Exercise directions
Reproduce the records that follow in full, excluding any picture they contain.

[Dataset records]
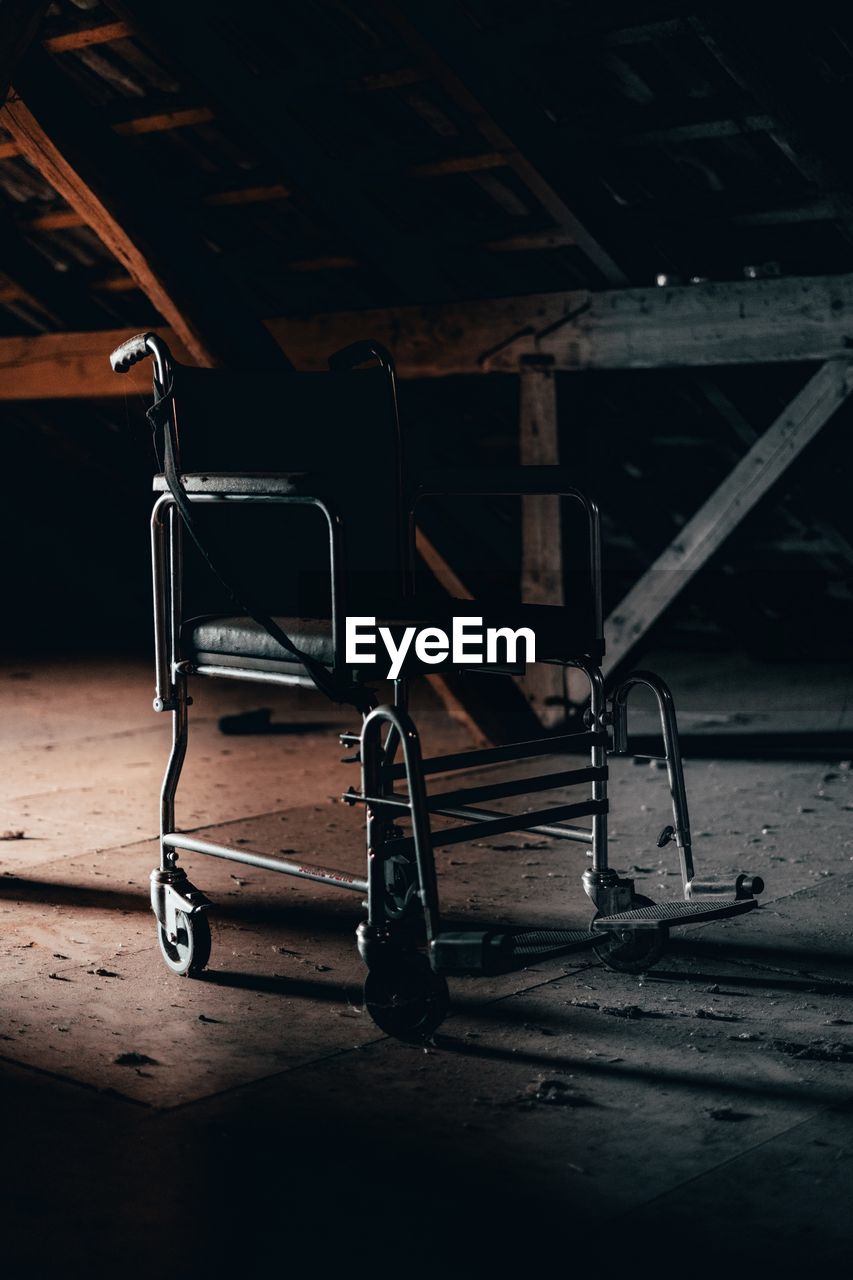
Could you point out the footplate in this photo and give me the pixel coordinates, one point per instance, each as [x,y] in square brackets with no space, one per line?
[664,914]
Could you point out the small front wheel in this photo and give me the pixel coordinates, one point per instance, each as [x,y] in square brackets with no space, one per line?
[632,950]
[405,997]
[190,952]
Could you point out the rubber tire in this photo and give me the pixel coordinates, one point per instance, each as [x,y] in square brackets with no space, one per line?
[405,997]
[633,956]
[192,950]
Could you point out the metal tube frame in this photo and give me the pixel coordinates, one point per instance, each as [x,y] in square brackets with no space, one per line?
[671,752]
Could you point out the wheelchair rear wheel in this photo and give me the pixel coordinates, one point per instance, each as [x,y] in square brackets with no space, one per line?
[632,950]
[405,997]
[190,952]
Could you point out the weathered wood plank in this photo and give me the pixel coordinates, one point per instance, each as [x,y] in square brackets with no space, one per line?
[702,535]
[112,190]
[100,33]
[542,571]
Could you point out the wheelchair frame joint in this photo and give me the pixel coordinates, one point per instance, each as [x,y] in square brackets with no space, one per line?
[172,892]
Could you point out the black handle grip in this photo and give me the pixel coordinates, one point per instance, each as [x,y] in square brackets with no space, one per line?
[360,353]
[129,353]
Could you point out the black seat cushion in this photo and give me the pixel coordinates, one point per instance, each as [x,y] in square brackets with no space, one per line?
[238,641]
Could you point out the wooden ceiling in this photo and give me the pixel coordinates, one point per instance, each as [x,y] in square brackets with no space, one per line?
[337,155]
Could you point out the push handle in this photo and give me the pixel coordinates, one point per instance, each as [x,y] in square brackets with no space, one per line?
[361,353]
[129,353]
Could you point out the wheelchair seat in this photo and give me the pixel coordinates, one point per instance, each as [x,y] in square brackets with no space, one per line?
[237,641]
[224,440]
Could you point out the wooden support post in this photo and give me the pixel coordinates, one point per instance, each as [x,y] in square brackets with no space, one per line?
[19,23]
[542,580]
[765,462]
[492,709]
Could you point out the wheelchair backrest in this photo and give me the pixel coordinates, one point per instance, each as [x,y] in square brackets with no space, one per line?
[340,429]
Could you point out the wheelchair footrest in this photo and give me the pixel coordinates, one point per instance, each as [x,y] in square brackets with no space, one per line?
[475,952]
[662,914]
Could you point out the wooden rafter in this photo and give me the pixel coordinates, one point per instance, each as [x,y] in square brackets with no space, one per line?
[698,327]
[67,144]
[542,570]
[706,531]
[196,40]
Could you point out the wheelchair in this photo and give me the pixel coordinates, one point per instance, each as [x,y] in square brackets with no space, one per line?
[218,434]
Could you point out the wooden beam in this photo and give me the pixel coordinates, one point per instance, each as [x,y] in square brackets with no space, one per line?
[702,535]
[493,709]
[749,321]
[542,571]
[59,296]
[101,33]
[19,23]
[68,145]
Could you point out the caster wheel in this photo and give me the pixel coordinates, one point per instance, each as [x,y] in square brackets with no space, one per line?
[637,952]
[191,951]
[405,997]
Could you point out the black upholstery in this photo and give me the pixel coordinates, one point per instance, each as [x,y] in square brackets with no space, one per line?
[329,435]
[223,640]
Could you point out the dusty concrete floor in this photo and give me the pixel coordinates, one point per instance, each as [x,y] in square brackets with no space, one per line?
[698,1114]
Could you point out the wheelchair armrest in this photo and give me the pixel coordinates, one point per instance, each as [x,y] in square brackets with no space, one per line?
[361,353]
[238,485]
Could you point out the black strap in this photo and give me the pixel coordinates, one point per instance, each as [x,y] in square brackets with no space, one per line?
[337,691]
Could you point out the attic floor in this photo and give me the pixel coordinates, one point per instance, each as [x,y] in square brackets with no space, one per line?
[696,1116]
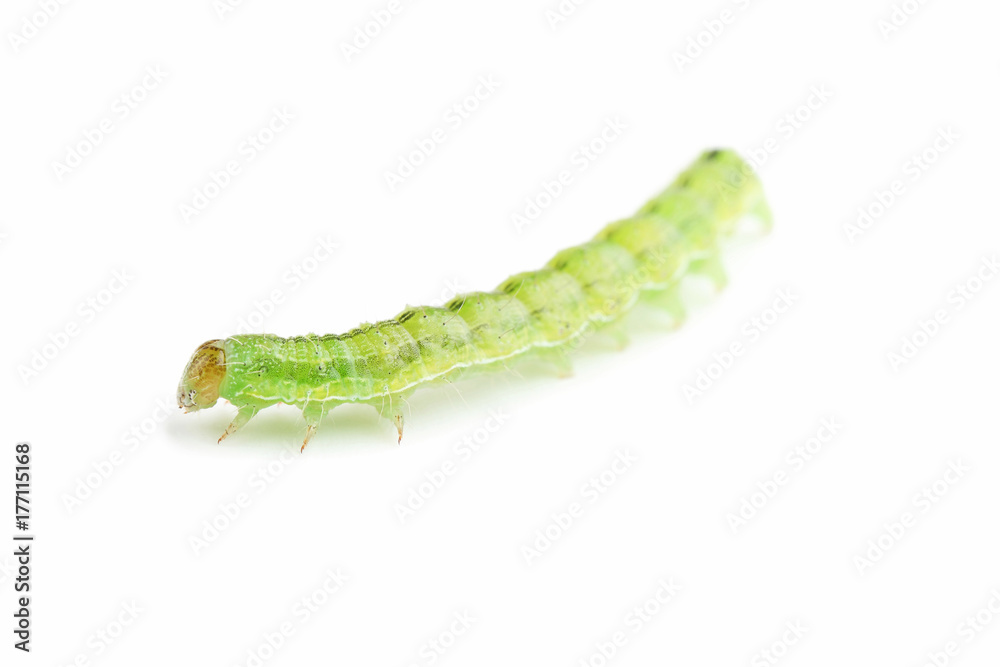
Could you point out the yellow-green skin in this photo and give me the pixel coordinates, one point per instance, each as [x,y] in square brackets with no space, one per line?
[582,287]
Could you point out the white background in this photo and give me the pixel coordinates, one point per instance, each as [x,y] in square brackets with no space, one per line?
[796,561]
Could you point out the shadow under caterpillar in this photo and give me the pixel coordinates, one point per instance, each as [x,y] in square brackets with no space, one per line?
[587,286]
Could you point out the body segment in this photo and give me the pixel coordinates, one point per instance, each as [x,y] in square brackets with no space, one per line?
[588,285]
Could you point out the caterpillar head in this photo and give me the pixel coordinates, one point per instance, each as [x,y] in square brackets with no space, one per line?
[199,387]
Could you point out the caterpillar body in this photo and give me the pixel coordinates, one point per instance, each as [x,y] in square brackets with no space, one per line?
[585,287]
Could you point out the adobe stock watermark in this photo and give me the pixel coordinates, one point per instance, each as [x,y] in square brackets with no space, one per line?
[454,118]
[913,170]
[32,24]
[463,451]
[291,279]
[899,16]
[229,511]
[894,530]
[438,645]
[928,328]
[86,485]
[635,620]
[365,34]
[779,648]
[579,161]
[105,636]
[590,492]
[750,333]
[966,632]
[302,610]
[86,312]
[76,152]
[712,29]
[223,8]
[795,462]
[250,147]
[559,13]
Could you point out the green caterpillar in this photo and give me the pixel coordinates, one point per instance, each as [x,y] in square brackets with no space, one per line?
[542,312]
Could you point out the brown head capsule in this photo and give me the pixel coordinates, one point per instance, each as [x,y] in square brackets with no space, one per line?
[199,387]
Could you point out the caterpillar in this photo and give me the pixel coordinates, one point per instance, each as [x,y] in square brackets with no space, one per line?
[542,312]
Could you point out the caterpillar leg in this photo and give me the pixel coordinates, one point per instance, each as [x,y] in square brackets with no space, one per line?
[392,409]
[313,413]
[711,267]
[244,415]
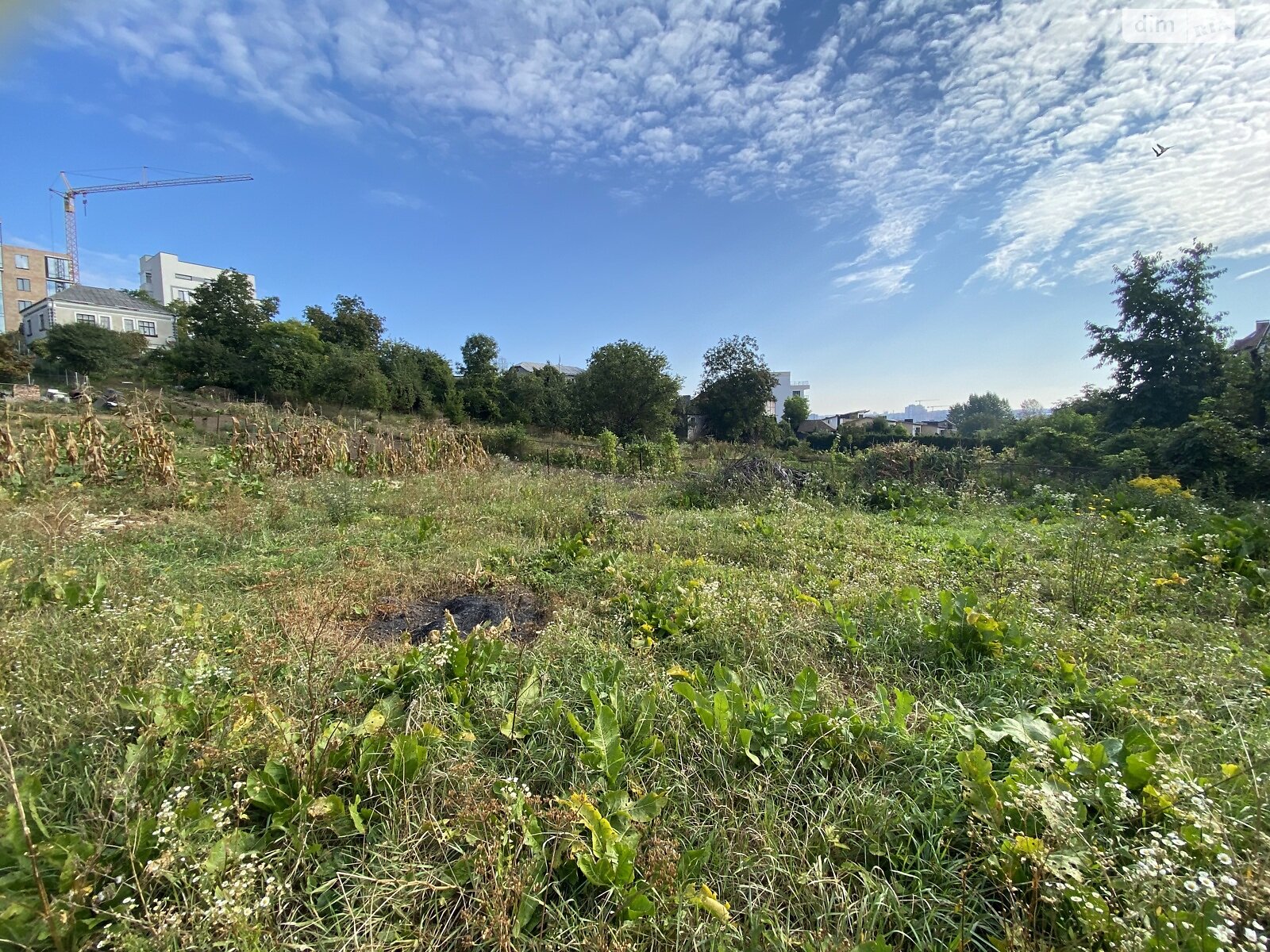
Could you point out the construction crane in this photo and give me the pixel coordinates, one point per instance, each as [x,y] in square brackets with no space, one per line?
[83,192]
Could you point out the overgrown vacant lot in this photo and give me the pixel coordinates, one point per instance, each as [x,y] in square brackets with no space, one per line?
[975,721]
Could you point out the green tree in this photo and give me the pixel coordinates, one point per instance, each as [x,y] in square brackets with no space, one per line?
[797,410]
[1210,450]
[87,348]
[626,389]
[479,382]
[1166,352]
[353,325]
[736,389]
[419,381]
[981,414]
[225,310]
[13,362]
[355,378]
[543,397]
[286,359]
[1030,408]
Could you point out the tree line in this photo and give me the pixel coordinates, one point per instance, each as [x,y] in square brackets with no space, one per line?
[229,340]
[1179,400]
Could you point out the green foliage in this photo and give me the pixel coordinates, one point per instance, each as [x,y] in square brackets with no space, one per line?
[418,381]
[795,412]
[1233,546]
[355,378]
[65,588]
[975,636]
[664,607]
[13,363]
[626,389]
[543,397]
[981,414]
[87,348]
[478,384]
[1166,351]
[352,327]
[607,451]
[736,389]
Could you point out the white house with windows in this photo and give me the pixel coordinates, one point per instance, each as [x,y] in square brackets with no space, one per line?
[105,308]
[167,278]
[784,390]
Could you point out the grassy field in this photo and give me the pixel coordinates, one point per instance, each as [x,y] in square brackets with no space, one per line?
[772,721]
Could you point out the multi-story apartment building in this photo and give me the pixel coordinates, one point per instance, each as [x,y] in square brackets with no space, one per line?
[27,276]
[167,278]
[784,390]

Written answer
Could you point out the footplate in this photo and give me the pixel coordinates, one point per instance, each as [x,y] in square brackets with no space, one per line?
[664,914]
Could you point out the small front wheel in this photo and give me the pixel coordinates, one point per instance, each as [x,y] in square brackets with no space, one per line?
[632,950]
[405,997]
[190,952]
Could you point out the rubber tire in this photo and give me the pixel coordinates, one point per instance, each as [x,y] in square brackets with no space, one per line?
[405,997]
[633,956]
[192,950]
Could you point out the metal tube frame in this photo and give me the pixel coordinates, one point per instance, each as [x,y] in square brackets with no space, one per line?
[671,752]
Could you point out the wheelchair rear wheel in this photo and give me the pixel coordinates, one point per instance, each as [x,y] in square brackets with no space, one per line?
[632,950]
[405,997]
[190,952]
Could you point out the weathered wood plank in this photo and give me the pixel coordinates, one point per instance, each as [x,y] in square brackets with no space, one per line?
[702,535]
[112,190]
[100,33]
[542,571]
Could you point out the wheelchair frame joint in this photo and give me the pixel coordinates, one point per instance, each as [x,y] in square brackets with no space, one per line?
[172,892]
Could you point out the black handle grip in this photo and give me the pixel coordinates, one point per instance, each as [x,y] in square brackets with no space, one per line?
[360,353]
[129,353]
Could you point out the black seat cushion in this photo and give me the pixel coordinates, one point per instance, each as [x,y] in square brackets with no space, one per line?
[238,641]
Could you point out the wooden ceiling in this photo and give me the pixel coordinates, one point per instance, each as [x,y] in square brackets with no space, one per line?
[337,155]
Could you point out the push handle in this photo and give me the pixel coordinates, one point per instance, each as [x,y] in square brackets with no space, one per line?
[361,353]
[129,353]
Could you point out the wheelchair seat in this photo and give me the pixel coordinates, one point per instance, each as [x,y] in square brackets with no space, one per line?
[237,641]
[224,440]
Could you point out the wooden support post in this photo and give me the pixel coordinates, one point per instance, each as [x,y] in square brackets with no space, one per line?
[19,23]
[542,580]
[765,462]
[492,709]
Could you point out the wheelchair backrest in this photo and give me the pixel coordinates, one point per instance, each as [x,y] in square brackets with no space, one per line?
[340,429]
Could you point out the wheelchair footrest in this photo and give me the pixel coordinates, one point per instance, each as [x,y] in square brackets with no space, one per line?
[475,952]
[662,914]
Could you point out the wooden rafter in this photo and give me the pixel coordinates, one point per instance, each as [x,y] in square brackets with no space, one per line?
[698,327]
[67,144]
[542,570]
[706,531]
[196,40]
Could you point out the wheelchair in this photo and give me the pixel coordinates, one point per instance, each as [x,y] in square brackets with no space, one per line?
[218,434]
Could you point out the wooden beam in this photo and give me the pixel coordinates, one point per instance, each as [x,y] in square brackets with no space, one per line?
[702,535]
[493,709]
[749,321]
[542,571]
[59,296]
[101,33]
[19,23]
[68,145]
Could you point out the caster wheel in this photo and give me the pixel coordinates, one point per instance, each as [x,y] in square brackets with no space, one per line?
[637,952]
[191,951]
[405,997]
Could you point out the black upholstery in this photo and give me the pixel coordinates, one point per instance, each as [x,y] in square brackets with no space, one per line?
[329,435]
[223,640]
Could you point out the dusty concrete floor in this photo and give me the pixel coordinates, one point per instance, each as [x,y] in square brackets with no space, one per line?
[698,1114]
Could you point out the wheelchair armrest in this photo and give me the pixel coordinates, one point per instance, each as [x,y] in square brackets with no space, one per line?
[361,353]
[238,485]
Could you point out the black strap in this photo and give me the pixel coordinates, one point per instance, each as [x,y] in square brackets with no space, one per line?
[337,691]
Could you point out the attic floor in this photo and give me the pixel coordinates, one point per instance, each as [x,y] in square brackets with no space, one per line?
[696,1116]
Could you point out the yellow-green skin in this photo and give me the pixel coordinates, one point per instance, each as [x,y] in square brackets with no space, one per line?
[582,287]
Could you point out the white background in this photo and give me the pixel coordinates, one point per instance, each as [x,y] in square brackets with no space, one per line?
[796,561]
Could you point out the shadow under caterpillar in this photo and give me the pixel coordinates, one point per instance, each as [x,y] in square brackets with no space, one per line?
[587,286]
Could you point out the body segment in this photo and give me the pixel coordinates, one point per instance, each as [x,y] in square brackets with no space, one per line?
[588,285]
Could you point out the caterpillar head in this photo and give me the pixel coordinates, one point per instance, each as [x,y] in square brackets with no space, one per line?
[199,387]
Could you point out the caterpillar body in this photo and give me the pixel coordinates, one point per instance, each as [x,y] in square brackets with no space, one per line?
[585,287]
Could you point out the adobe stock watermark in this photo and give me the pixel coordinates, one point per instance, each as [x,y] in square brackets with no space, one per line?
[454,118]
[913,170]
[32,24]
[463,451]
[291,279]
[899,16]
[229,511]
[894,530]
[438,645]
[928,328]
[86,485]
[635,620]
[365,34]
[779,648]
[579,161]
[105,636]
[590,492]
[750,333]
[966,632]
[302,610]
[86,312]
[76,152]
[712,29]
[223,8]
[795,462]
[250,147]
[559,13]
Could you point out the green caterpillar in this photo and give me the pixel coordinates, one point per instance, each as [x,y] in square brackets with no space, one per line?
[542,312]
Could you point out the brown head capsule in this photo and give me the pixel coordinates, one point per instance, each as [x,y] in square brackets with no space, one per line?
[199,387]
Could you point out the caterpillar in this photo and give me the pixel coordinates, one point per instance, each as [x,y] in square brackets with no space, one per line?
[542,312]
Could you point out the caterpillar leg in this photo and give me the pixel coordinates, one point per instance, each as [x,y] in square brackets with no space, one per line?
[392,409]
[313,413]
[711,267]
[244,415]
Could you point out the construction crane in this photo and give me the pixel coordinates, one point per instance, each as [x,y] in square brackets with no space, one per line?
[83,192]
Could you point out the overgrown vacant lot in this photo and give me the pixel coordinates, one point per instance, each as [x,y] in square brackets with no space, one per line?
[975,721]
Could you point out the green tree in this photo and give me the pixel coordinates, one point per instance, each as [x,y] in square brackets with no space, one per line?
[797,410]
[1210,450]
[87,348]
[626,389]
[479,382]
[1166,352]
[353,325]
[736,389]
[419,381]
[981,414]
[225,310]
[13,362]
[355,378]
[543,397]
[286,359]
[1030,408]
Could you point out the tree line in this photo and give me the pixel coordinates, one point per instance, each as [x,y] in square brackets with no space, one per line?
[229,340]
[1179,400]
Could you point out the green foliage in this photo and give me the pixel coordinates, one point per instance, each as [x,y] in square brackets with no space, one per line?
[418,381]
[795,412]
[1233,546]
[355,378]
[65,588]
[975,636]
[664,607]
[13,363]
[626,389]
[543,397]
[981,414]
[87,348]
[478,384]
[1166,351]
[352,327]
[607,451]
[736,389]
Could you point out the white house with windows in this photo and give me the pixel coordinates, one point per instance, each as [x,y] in square brackets with no space, one per line?
[105,308]
[167,278]
[784,390]
Could you point out the grassy field in this photo and give me the pixel coordinates, one point per instance, each as [x,y] in square brackets with no space, one per line?
[772,721]
Could you point out the multi-story apartment building in this photo and give me the pixel coordinates, one point per instance, each as [x,y] in square brackets with no space, one per line?
[27,276]
[167,278]
[784,390]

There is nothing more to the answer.